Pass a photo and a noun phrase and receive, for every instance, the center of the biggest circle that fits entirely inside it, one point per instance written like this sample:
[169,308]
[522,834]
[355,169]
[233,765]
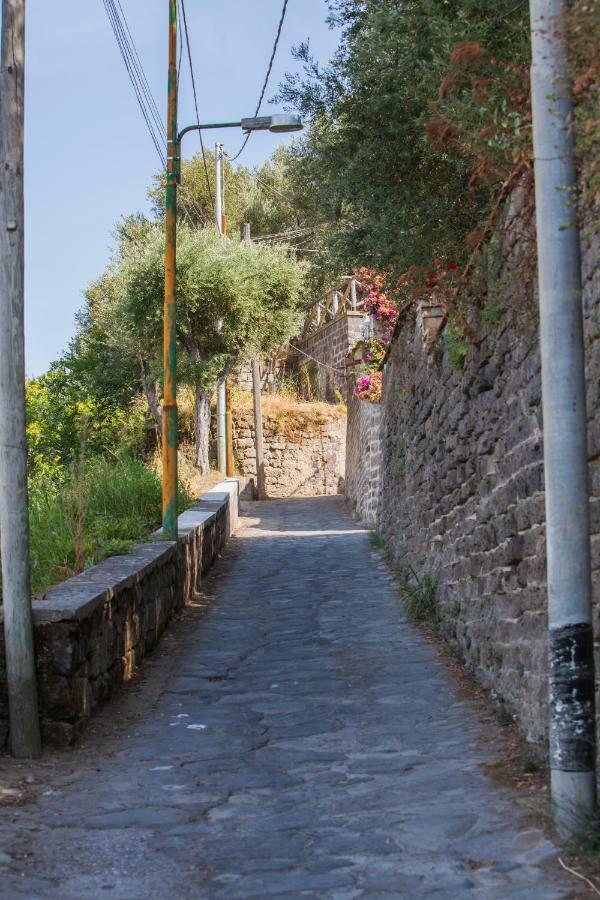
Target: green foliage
[377,539]
[419,595]
[105,506]
[234,298]
[395,195]
[57,404]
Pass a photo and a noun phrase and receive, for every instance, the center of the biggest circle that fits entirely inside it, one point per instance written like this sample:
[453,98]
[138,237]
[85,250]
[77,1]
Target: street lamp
[278,124]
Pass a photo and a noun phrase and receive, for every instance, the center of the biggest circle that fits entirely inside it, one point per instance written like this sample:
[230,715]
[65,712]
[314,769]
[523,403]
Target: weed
[419,595]
[377,540]
[520,667]
[456,345]
[98,509]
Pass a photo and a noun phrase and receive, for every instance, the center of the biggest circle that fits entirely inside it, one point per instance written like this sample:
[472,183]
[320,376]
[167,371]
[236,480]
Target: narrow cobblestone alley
[297,738]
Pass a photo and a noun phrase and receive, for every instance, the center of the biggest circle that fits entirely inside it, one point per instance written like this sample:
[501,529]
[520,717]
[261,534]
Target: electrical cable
[141,92]
[189,52]
[143,79]
[267,76]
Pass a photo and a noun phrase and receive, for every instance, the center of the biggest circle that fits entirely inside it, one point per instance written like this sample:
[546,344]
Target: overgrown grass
[82,515]
[419,595]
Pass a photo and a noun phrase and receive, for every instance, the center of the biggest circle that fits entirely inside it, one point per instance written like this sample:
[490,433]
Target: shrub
[81,515]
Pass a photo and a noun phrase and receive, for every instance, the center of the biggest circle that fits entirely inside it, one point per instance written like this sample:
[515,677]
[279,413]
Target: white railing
[337,301]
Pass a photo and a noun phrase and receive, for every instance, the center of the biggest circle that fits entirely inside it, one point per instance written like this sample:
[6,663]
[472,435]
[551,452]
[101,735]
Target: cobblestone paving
[301,739]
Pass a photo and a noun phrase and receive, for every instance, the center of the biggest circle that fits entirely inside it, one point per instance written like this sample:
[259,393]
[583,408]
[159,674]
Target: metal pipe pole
[169,412]
[221,425]
[229,461]
[14,521]
[258,430]
[570,639]
[218,191]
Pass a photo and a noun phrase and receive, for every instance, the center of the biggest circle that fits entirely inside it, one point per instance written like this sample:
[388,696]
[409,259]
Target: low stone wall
[92,631]
[363,458]
[304,449]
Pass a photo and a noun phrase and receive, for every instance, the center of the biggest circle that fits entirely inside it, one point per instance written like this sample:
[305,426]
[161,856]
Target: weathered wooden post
[14,520]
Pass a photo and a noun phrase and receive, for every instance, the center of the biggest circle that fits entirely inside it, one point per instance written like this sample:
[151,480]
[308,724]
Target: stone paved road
[301,739]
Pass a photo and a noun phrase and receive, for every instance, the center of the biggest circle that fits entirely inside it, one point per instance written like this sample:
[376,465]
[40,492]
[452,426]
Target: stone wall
[330,345]
[304,448]
[462,494]
[363,458]
[92,631]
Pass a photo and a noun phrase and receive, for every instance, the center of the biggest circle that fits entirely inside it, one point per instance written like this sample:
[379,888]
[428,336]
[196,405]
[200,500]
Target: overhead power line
[189,53]
[267,76]
[137,75]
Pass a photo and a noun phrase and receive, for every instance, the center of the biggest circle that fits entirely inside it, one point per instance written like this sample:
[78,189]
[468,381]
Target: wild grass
[91,511]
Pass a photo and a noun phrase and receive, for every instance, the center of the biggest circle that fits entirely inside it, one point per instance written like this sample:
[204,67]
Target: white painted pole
[570,639]
[14,522]
[221,432]
[258,430]
[218,187]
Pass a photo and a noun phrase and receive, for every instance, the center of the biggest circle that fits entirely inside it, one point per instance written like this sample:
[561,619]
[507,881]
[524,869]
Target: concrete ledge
[93,630]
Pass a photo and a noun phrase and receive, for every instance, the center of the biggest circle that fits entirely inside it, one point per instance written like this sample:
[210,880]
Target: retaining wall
[330,345]
[363,458]
[461,492]
[92,631]
[303,448]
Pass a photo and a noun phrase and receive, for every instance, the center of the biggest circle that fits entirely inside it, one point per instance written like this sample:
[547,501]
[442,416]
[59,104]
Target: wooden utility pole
[258,435]
[230,465]
[14,521]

● Task directions
Every line is to be duplicated exactly, though pictures stay out.

● Exercise response
Pass a photo and a noun phrase and receive, for every instance, the center of the biggest circle that fits entirely inside it, one point per instance written like this sample:
[169,308]
[522,834]
[355,169]
[233,765]
Target: green foliage
[377,539]
[419,595]
[105,506]
[234,298]
[395,195]
[57,404]
Pass a photo and a noun phrase and receive, for every instance, the center of the biggest circle that fits entirely inside it, one point per instance written like this sample:
[453,98]
[138,237]
[85,250]
[77,1]
Target: street lamp
[278,124]
Pass a photo and a noun phrase and receive, for every instance, the center of the biggest circle that fits entirely inside it, one point per instance written like this sample:
[230,715]
[65,712]
[314,769]
[523,403]
Target: weed
[419,595]
[377,540]
[520,667]
[456,345]
[98,509]
Pass a photo and a noun phrase and receive, for every instance, the center of the biggest circle that fits entirely inside it, one point per instance written like this sample:
[472,183]
[320,376]
[167,371]
[236,480]
Target: narrow cobblestone alley
[297,738]
Pass a photo and a noun phrase and receive, for every instance, the center of the biggest circle that fits entirely inside it, one point per instance written like this sample:
[501,529]
[520,717]
[261,534]
Target: electrical cable
[141,92]
[189,52]
[143,79]
[267,76]
Pass a photo and a noun phrase and receive, for every instance, the center of the biggest circle that fits entirely inside it, one point per instance written like this sample:
[546,344]
Target: overgrown grass
[82,515]
[419,595]
Pass a photo and a noun phrase and receive, for every instance, the center of the biggest circle that fits entirely inside it, one point per instance written like this sample:
[490,433]
Target: shrub
[81,515]
Pass a photo and a noun phrase and receive, for every instance, the center of the biggest circle that fits entirely inside it, one point per instance written like this sample:
[515,677]
[279,413]
Target: white railing
[337,301]
Pass a photo and a noun phrase and receive, for every instance, the center of the biggest circle that fits entirely inside it, one point per instance written like this sample:
[6,663]
[472,435]
[551,452]
[101,735]
Target: cobblestone paving
[301,739]
Pass a photo and a noun phrase and receive, for every instance, the center of the biggest circle that fits entirely inside it, one point per instance written like this sample:
[259,393]
[583,408]
[159,674]
Target: metal pipe pole
[169,412]
[221,425]
[229,461]
[14,521]
[258,430]
[570,639]
[218,191]
Pass a photo and a noun phrase and receive, for every instance, the center of the biggest circle that fits entirely inside it, one point per instance written like this sample:
[388,696]
[409,259]
Target: low stone wall
[92,631]
[363,458]
[304,449]
Pass a photo and a noun phrase and receive, for every instance, the center of the biggest circle that fits entirely inside it, one point per instance written like this sample:
[305,426]
[161,856]
Target: weathered wooden post
[14,520]
Pass a photo and a noun phrase and receive, for every instance, the center of the biggest circle that fits entirely inside it, one point per instance written like this sample:
[151,480]
[308,724]
Target: stone paved road
[301,739]
Pass a photo and a noun phrase and receive, for every instance, the center of the biggest circle that fits entirely inside it, one point per instance written like this sample:
[376,465]
[40,492]
[452,426]
Target: stone wall
[330,345]
[304,448]
[462,494]
[363,458]
[92,631]
Pass a photo and a noun phrase and receive, for every instance, the center of the biggest circle that fits entirely inside it, one point per instance written like this sample:
[379,888]
[428,336]
[196,405]
[200,500]
Target: overhead power line
[189,53]
[267,76]
[137,75]
Pass a photo and a noun phrase and receive, for every instance, the center of the biggest circle that fits entirely inside it, one point per instance written like this sample:
[78,189]
[468,381]
Target: wild grass
[91,511]
Pass a photo and a noun phrase and receive, for every instance, the center of the biggest circle that fits entirely inside it, one point per instance written like this sample:
[204,67]
Target: white painted pole
[570,639]
[14,522]
[221,432]
[258,430]
[218,187]
Pass a photo and a noun phrase and receive, for every instance, the center of the biggest circle that fits entirely inside it, one point per instance written like this sample:
[561,619]
[507,881]
[524,869]
Target: concrete ledge
[93,630]
Pass a photo and a noun phrase and receive, for every instance, the center of the biggest circle that fits entirely inside it, one point per instance written like this sample:
[210,880]
Target: retaining wall
[330,345]
[363,458]
[461,492]
[92,631]
[303,448]
Pass a photo and a noun phrase and receive, for every instance, the center of the biggest circle that fits entirely inside it, one point per instance written like this sample:
[547,501]
[442,416]
[59,104]
Target: wooden utility pole
[258,435]
[230,465]
[14,521]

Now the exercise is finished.